Extracted entries:
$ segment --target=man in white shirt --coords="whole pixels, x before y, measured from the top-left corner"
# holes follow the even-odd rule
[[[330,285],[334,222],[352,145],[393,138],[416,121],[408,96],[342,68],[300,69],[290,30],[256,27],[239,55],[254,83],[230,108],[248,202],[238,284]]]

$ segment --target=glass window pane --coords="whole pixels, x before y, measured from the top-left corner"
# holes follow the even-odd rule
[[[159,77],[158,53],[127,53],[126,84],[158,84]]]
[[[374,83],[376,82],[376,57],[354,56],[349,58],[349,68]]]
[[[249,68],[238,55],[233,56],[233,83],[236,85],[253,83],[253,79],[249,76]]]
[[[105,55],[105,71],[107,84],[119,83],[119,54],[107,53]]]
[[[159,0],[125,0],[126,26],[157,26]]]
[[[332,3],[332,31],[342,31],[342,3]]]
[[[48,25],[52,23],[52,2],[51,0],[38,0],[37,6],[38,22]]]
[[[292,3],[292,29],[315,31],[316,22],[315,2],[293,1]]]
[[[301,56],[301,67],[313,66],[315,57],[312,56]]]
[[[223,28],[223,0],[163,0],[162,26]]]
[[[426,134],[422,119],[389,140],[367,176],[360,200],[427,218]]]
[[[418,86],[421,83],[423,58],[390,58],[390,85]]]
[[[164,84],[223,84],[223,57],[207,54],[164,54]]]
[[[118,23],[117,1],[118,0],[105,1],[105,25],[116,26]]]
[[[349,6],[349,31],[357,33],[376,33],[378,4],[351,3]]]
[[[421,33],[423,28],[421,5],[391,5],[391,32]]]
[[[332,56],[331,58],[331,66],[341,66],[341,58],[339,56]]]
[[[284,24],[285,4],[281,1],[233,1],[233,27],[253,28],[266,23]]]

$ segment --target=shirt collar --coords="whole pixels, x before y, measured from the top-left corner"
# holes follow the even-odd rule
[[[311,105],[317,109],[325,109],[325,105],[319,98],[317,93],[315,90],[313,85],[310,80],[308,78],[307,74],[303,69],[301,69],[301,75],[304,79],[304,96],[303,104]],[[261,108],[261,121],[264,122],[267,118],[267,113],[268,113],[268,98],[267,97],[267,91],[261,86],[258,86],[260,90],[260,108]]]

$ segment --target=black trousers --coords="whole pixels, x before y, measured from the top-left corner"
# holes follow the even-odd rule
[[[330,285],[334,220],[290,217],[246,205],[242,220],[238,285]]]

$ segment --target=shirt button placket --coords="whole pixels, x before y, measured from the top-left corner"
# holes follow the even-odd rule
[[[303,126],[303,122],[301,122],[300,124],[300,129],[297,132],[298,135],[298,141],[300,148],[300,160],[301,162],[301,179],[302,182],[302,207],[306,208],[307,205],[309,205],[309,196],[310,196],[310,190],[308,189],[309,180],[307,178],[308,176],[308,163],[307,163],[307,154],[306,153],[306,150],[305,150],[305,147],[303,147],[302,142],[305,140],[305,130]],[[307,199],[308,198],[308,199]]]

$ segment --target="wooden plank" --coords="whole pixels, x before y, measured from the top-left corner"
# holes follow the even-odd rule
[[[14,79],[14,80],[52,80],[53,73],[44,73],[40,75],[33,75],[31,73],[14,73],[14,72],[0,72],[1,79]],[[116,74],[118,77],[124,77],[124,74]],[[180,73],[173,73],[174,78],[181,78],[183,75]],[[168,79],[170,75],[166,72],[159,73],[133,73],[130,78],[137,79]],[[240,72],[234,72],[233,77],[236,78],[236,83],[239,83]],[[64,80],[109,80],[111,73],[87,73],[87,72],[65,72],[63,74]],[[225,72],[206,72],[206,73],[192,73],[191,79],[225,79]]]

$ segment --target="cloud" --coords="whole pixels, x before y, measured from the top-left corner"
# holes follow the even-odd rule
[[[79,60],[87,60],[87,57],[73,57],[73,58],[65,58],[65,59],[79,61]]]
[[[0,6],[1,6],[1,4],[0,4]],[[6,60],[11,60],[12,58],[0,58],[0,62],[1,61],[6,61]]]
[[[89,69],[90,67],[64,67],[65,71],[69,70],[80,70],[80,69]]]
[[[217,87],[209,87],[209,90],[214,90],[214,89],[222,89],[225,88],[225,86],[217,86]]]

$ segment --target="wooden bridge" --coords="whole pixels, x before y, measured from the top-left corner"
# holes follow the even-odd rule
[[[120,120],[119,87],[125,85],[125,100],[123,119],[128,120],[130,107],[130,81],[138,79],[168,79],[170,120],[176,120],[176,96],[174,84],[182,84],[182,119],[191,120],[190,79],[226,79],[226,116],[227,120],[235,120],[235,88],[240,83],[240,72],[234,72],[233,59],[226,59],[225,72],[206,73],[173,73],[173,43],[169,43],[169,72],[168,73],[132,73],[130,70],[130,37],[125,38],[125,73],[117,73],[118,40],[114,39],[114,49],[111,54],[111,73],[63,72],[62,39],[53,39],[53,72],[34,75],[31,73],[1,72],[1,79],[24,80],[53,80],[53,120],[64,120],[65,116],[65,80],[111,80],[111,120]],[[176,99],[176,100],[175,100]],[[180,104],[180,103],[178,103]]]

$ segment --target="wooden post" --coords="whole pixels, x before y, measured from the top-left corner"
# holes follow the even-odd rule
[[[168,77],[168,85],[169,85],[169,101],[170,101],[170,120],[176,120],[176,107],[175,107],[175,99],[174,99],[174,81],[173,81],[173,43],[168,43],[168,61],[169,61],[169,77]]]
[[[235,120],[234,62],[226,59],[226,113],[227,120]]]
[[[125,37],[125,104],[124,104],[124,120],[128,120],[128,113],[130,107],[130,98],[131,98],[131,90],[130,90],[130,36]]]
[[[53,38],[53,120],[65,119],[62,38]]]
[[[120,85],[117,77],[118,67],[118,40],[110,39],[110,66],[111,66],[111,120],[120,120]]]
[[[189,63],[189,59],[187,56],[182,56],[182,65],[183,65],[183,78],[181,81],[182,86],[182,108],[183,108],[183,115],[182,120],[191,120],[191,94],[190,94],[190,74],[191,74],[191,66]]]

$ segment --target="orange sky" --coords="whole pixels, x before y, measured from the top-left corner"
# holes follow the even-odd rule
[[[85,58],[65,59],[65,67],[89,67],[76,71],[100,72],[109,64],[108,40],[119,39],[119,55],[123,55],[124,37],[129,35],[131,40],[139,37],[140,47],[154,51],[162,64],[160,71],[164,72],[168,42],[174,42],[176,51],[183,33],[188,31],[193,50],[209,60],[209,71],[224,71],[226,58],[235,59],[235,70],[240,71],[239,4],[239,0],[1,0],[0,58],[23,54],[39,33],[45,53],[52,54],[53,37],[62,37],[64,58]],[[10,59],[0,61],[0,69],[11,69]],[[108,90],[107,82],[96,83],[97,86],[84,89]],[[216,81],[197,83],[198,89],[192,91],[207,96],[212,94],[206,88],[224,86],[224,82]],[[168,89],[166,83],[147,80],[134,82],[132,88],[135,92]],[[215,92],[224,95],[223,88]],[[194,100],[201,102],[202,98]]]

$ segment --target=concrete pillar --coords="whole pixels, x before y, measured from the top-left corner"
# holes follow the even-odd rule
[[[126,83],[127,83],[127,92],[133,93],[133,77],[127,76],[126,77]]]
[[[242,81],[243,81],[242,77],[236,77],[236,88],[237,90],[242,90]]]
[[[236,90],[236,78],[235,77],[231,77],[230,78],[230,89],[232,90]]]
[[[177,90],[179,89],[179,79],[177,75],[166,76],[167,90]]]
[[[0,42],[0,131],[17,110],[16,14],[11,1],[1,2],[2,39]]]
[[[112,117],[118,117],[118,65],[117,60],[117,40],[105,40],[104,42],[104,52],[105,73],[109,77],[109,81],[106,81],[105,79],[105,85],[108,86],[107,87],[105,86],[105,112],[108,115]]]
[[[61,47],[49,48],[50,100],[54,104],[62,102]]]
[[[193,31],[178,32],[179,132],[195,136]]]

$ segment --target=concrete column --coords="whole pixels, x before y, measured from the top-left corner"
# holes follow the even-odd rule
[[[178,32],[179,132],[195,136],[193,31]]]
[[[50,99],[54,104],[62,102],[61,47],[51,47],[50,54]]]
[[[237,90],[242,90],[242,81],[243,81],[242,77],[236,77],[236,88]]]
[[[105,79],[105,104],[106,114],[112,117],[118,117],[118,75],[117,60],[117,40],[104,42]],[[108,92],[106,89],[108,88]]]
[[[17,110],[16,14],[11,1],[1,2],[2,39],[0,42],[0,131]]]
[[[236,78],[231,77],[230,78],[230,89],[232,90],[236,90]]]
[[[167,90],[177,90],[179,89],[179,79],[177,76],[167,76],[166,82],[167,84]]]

What you need to do: Copy verbatim the lines of the data above, from the line containing "segment --target=shirt collar" up to and including the line containing "[[[330,285],[334,220],[290,217],[246,205],[242,220],[238,285]]]".

Solution for this task:
$ segment --target=shirt collar --coords="whole pixels, x before y, measured from the top-left corner"
# holes follow the even-odd rule
[[[311,105],[317,109],[325,109],[325,105],[319,98],[317,93],[315,90],[313,85],[310,80],[308,78],[307,74],[303,69],[301,69],[301,75],[304,79],[304,96],[303,104]],[[261,108],[261,121],[264,122],[267,118],[267,113],[268,113],[268,98],[267,97],[267,91],[261,86],[258,86],[260,90],[260,108]]]

$ segment --target=black trousers --coords="whole pixels, x before y, measured from the top-left corner"
# holes follow the even-odd rule
[[[330,285],[334,220],[290,217],[246,205],[242,220],[238,285]]]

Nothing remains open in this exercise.